Item 26. Marketing Arrangements

      The information contained under the heading “Plan of Distribution” of the prospectus is incorporated herein by reference, and any information concerning any underwriters will be contained in any prospectus supplement, if any, accompanying this prospectus.

Item 27. Other Expenses of Issuance and Distribution*

           
SEC registration fee
  $ 18,734  
NASD filing fee
    **  
New York Stock Exchange Additional Listing Fee
    **  
Accounting fees and expenses
    **  
Legal fees and expenses
    **  
Printing and engraving
    **  
Miscellaneous fees and expenses
    **  
     
 
 
Total
  $ **  
     
 

*      Estimated for filing purposes and excludes fees previously paid.

**     To be filed by amendment.

     All of the expenses set forth above shall be borne by us.
....
In the filing excerpt on issuance and distribution expenses, list every expense line whose amount is marked as to be filed by amendment. Leave out the total.

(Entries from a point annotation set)
....
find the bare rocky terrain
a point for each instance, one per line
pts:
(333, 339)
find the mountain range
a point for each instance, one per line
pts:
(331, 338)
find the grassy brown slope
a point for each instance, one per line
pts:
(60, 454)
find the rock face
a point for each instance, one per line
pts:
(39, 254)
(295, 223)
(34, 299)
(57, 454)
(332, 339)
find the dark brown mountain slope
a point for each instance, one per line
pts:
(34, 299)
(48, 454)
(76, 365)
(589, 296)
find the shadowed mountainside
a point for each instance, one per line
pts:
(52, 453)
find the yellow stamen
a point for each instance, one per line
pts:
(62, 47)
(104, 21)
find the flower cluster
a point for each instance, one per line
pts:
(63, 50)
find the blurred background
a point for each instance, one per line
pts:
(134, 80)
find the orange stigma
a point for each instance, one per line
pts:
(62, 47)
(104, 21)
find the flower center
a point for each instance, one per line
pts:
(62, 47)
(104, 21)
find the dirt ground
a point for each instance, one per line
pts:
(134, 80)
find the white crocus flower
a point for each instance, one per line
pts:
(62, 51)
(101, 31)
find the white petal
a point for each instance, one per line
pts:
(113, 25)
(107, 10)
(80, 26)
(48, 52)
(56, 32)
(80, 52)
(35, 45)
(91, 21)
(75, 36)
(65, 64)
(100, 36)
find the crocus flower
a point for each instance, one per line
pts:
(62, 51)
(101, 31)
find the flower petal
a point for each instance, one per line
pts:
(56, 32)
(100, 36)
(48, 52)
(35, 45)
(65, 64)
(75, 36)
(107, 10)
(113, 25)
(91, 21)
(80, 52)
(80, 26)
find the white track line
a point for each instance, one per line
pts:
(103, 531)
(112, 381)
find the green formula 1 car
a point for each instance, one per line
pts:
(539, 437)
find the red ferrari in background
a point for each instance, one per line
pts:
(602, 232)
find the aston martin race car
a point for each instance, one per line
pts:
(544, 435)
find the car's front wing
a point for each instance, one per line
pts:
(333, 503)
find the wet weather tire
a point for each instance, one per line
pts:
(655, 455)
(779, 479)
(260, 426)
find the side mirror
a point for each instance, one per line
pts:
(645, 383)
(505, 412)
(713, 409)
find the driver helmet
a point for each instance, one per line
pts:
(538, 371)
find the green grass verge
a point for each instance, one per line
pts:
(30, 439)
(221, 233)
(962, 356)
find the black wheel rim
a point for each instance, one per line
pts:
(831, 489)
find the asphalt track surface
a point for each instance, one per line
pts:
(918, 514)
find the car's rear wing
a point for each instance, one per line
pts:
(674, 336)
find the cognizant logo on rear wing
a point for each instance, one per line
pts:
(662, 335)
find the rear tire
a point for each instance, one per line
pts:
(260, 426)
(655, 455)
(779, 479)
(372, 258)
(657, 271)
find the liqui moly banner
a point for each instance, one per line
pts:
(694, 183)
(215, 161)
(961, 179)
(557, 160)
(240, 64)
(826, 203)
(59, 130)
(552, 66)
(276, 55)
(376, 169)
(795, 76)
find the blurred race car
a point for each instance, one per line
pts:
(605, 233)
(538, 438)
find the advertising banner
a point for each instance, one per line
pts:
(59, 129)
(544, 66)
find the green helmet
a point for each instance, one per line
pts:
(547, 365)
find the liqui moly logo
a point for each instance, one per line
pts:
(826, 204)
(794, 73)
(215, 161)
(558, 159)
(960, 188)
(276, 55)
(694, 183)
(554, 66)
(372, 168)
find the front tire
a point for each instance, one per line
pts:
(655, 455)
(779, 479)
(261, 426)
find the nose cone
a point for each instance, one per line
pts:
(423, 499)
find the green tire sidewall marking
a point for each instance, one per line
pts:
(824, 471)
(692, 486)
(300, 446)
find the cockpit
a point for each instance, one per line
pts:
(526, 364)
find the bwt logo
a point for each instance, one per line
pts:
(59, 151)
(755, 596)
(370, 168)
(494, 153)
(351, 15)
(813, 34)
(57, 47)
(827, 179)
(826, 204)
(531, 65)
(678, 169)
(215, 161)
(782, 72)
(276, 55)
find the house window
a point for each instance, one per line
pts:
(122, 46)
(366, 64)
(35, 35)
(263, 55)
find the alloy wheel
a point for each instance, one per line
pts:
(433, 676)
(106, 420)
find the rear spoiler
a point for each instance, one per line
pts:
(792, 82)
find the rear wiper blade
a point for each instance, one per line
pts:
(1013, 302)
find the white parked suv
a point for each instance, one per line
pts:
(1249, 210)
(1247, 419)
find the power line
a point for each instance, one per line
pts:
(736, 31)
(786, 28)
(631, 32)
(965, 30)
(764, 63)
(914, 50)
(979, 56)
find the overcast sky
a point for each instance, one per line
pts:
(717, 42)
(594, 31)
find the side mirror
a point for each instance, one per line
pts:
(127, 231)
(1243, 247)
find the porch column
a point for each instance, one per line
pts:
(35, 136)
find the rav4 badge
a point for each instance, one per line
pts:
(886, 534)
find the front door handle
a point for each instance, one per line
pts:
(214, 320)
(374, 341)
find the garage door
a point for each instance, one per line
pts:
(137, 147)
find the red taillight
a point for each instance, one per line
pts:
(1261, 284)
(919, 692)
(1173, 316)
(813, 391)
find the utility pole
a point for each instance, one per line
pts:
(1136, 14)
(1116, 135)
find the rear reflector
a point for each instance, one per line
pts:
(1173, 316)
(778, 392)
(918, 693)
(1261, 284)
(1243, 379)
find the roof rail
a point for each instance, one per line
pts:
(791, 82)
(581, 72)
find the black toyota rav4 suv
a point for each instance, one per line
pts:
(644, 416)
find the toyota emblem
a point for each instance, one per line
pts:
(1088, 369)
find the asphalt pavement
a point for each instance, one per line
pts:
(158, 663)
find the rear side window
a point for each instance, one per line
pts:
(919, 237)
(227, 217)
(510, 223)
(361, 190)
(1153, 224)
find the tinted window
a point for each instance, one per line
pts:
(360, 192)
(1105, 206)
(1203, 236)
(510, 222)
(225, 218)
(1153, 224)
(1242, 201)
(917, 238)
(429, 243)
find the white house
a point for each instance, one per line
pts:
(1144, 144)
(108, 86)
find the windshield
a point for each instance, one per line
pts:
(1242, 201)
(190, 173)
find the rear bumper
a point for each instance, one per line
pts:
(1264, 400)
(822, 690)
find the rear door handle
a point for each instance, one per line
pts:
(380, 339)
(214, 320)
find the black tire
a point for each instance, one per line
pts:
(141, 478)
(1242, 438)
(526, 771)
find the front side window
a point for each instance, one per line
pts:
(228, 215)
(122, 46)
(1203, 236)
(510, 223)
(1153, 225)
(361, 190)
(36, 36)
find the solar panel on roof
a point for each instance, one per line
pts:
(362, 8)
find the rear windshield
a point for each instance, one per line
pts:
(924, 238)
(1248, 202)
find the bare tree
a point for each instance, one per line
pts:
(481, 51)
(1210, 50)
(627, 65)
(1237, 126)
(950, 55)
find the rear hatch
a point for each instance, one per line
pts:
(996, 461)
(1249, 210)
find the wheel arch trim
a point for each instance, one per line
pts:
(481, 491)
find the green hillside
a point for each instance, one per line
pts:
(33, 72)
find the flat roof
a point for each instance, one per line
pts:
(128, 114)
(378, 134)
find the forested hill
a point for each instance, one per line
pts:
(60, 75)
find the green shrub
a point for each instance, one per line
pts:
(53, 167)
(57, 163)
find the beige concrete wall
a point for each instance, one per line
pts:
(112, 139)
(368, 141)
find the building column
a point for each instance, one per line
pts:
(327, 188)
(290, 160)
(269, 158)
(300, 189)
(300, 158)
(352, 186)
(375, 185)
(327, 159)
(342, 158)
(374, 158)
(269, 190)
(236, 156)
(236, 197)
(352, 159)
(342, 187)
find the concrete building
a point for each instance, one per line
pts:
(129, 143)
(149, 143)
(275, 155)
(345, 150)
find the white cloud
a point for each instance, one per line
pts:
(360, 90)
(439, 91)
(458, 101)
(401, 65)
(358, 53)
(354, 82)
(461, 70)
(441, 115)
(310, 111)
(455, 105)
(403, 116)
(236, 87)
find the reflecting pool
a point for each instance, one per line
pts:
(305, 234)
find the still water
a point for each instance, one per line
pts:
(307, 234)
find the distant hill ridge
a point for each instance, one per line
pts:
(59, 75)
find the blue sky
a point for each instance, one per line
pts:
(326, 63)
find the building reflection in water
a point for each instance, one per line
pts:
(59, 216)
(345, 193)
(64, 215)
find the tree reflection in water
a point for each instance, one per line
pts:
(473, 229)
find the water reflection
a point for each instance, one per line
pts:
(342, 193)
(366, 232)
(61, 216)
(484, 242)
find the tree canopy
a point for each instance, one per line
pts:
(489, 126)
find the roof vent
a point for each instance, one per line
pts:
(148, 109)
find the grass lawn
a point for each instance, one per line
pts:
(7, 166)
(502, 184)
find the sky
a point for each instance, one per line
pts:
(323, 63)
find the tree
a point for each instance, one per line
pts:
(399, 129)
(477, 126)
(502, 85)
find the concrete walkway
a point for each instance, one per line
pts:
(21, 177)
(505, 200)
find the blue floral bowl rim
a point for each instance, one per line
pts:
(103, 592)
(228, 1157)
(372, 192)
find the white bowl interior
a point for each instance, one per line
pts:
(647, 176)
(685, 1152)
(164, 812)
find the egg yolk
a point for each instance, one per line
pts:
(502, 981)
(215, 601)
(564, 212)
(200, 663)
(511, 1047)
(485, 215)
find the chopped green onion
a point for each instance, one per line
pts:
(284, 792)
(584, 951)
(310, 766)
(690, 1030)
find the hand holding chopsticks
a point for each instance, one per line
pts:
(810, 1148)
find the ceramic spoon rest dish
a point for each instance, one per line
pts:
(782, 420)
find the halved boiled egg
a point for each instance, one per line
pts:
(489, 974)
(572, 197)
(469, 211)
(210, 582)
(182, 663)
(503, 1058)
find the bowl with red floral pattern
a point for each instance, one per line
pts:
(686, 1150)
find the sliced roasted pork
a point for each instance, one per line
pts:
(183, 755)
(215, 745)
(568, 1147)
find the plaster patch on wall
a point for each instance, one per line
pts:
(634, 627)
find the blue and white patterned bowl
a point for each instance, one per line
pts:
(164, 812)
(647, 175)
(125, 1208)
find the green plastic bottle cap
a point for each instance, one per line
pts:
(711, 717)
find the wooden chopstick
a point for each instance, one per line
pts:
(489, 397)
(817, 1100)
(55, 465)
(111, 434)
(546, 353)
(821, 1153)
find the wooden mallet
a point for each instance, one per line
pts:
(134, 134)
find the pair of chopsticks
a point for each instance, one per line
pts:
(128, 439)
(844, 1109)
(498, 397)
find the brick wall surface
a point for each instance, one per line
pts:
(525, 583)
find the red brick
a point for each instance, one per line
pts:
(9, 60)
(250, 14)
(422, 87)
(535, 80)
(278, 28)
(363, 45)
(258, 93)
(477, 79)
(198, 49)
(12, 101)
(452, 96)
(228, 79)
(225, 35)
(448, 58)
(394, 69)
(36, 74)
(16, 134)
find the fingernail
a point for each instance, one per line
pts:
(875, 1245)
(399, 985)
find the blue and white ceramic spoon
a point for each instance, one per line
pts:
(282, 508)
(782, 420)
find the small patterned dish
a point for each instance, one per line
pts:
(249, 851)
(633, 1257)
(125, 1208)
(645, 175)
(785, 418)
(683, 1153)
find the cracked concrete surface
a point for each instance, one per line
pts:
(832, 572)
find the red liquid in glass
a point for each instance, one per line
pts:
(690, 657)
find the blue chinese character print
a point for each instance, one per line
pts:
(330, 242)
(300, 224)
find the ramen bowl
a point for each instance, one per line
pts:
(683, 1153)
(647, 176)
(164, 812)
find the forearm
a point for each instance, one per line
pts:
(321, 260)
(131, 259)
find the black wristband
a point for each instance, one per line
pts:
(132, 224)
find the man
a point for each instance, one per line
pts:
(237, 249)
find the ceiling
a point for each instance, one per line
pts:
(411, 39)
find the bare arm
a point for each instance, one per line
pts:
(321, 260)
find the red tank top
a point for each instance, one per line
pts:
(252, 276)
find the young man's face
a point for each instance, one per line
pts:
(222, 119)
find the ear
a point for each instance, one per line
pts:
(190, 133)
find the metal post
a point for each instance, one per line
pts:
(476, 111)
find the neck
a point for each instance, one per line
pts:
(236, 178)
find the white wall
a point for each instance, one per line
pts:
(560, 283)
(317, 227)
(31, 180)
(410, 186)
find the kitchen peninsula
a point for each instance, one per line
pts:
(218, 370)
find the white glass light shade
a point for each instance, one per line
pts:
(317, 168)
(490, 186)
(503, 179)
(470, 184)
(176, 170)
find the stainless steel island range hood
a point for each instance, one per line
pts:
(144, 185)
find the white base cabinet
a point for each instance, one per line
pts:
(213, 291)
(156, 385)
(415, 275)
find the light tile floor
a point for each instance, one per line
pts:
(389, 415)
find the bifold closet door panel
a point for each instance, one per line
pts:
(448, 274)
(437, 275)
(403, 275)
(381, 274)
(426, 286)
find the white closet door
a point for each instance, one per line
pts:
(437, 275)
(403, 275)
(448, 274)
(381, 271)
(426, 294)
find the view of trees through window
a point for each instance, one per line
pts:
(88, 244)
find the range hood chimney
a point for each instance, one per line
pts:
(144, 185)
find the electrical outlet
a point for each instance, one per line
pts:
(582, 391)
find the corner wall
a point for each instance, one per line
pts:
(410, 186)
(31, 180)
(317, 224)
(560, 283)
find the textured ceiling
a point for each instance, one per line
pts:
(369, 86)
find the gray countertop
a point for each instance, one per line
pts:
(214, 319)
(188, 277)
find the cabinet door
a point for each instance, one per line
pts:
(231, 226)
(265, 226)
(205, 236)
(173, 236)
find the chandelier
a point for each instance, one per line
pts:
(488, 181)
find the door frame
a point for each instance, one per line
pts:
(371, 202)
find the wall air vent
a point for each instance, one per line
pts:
....
--- SOLUTION TO THE PROBLEM ---
NASD filing fee
New York Stock Exchange Additional Listing Fee
Accounting fees and expenses
Legal fees and expenses
Printing and engraving
Miscellaneous fees and expenses